_WHAT THIS TASK INVOLVES_: Copy the lines below word for word, leaving out the pictures.

_DATA SHOWN_:

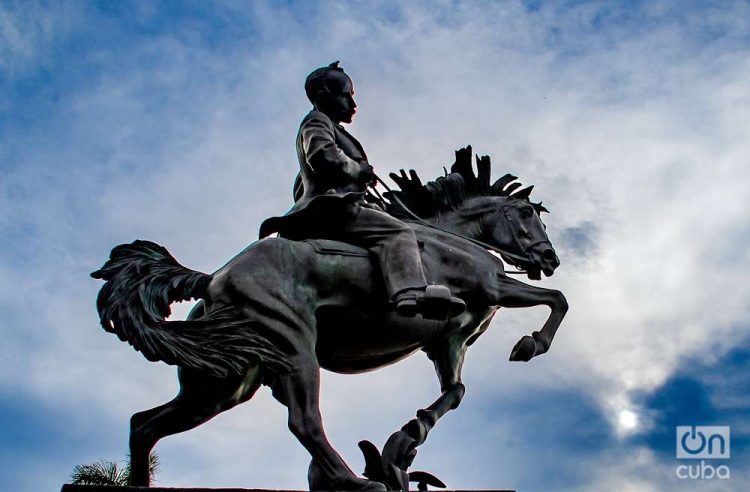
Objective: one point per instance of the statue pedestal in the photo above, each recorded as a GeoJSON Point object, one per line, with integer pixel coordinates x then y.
{"type": "Point", "coordinates": [107, 488]}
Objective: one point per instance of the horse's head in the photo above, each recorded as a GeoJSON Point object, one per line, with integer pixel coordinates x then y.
{"type": "Point", "coordinates": [516, 228]}
{"type": "Point", "coordinates": [471, 205]}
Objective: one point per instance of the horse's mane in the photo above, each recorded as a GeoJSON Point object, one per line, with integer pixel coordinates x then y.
{"type": "Point", "coordinates": [449, 192]}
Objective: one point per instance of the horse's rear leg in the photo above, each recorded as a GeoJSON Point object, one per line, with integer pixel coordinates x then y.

_RESULT_:
Objective: one point per instance of the statue pedestal in the photo above, each recorded as a GeoJSON Point object, one per line, with integer pixel coordinates x then y.
{"type": "Point", "coordinates": [107, 488]}
Objective: one point per instance of the horse's head in the photo above, each recorded as a GeoJSON Point object, one per line, with integer pixel coordinates x then y.
{"type": "Point", "coordinates": [516, 228]}
{"type": "Point", "coordinates": [471, 205]}
Objective: one point per instance of the horse's mane in the photo above, each recorded as a GeoJSON Point object, one per line, with integer pixel coordinates x then y.
{"type": "Point", "coordinates": [449, 192]}
Objective: one point per instance of the horse's rear leg in the photo above, each recorded as a GeoJSON Point object, one per line, with integer pixel coordinates x then y.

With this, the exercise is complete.